TO DO –
Reproduce the material word for word, from the line containing "As a courtesy, could you identify the red decoration" down to the line containing "[529,260,619,337]", with both of those lines included.

INPUT RECORDS –

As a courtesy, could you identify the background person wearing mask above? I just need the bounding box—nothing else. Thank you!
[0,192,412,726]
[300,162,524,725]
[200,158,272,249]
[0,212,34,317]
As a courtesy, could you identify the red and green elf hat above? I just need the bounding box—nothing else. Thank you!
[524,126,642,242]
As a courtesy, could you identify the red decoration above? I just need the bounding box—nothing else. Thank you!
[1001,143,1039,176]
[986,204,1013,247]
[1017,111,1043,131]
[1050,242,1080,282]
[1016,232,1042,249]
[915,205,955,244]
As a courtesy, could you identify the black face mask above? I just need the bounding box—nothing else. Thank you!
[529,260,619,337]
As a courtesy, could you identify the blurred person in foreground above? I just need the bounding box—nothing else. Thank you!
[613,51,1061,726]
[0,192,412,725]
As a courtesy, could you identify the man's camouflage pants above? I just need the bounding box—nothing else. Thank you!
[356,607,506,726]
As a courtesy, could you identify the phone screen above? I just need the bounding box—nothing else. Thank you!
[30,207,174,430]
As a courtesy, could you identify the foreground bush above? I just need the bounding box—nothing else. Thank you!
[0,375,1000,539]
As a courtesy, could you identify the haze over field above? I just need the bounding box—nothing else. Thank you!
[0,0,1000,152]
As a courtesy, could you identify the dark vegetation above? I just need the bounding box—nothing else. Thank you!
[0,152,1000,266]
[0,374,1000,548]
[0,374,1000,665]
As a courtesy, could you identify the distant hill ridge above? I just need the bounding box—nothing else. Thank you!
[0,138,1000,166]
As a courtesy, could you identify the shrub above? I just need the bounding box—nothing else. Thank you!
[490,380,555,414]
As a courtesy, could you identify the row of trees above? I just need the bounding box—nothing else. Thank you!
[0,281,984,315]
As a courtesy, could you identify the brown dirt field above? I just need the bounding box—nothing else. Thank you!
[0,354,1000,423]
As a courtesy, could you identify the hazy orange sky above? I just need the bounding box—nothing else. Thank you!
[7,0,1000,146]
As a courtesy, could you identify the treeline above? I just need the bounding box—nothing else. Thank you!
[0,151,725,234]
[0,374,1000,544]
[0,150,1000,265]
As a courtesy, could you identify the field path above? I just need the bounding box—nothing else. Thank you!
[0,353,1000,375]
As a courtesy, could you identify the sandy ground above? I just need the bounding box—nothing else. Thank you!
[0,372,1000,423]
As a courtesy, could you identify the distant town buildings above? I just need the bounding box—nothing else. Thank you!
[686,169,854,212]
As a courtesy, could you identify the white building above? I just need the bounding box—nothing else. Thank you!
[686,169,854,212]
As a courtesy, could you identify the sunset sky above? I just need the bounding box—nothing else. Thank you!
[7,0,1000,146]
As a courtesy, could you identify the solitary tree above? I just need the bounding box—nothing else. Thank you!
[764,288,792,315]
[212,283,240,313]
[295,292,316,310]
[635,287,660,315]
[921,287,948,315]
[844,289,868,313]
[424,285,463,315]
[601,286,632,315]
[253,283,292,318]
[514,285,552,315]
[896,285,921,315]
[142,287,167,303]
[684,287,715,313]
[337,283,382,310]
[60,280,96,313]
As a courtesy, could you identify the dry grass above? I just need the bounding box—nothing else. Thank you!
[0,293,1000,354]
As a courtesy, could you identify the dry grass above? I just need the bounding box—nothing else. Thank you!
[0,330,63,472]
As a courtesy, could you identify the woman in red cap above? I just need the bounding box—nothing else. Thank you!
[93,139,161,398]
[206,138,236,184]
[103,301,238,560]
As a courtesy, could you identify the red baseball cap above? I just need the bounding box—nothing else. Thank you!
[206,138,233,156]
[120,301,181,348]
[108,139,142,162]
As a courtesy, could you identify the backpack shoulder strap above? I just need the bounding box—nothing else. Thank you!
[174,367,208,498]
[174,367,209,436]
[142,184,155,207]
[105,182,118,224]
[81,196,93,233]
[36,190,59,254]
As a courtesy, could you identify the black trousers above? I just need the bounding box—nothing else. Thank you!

FINAL ANSWER –
As a courtesy, could you identify the red decoration above? I just need the bounding box—nothing else. Thank you!
[1001,143,1039,176]
[986,204,1013,247]
[1017,111,1043,131]
[1050,242,1080,282]
[1016,232,1042,249]
[915,205,955,244]
As a courtesy, could you identify the black face mask above? I just need the bounding box—nothing else. Thank you!
[529,260,619,337]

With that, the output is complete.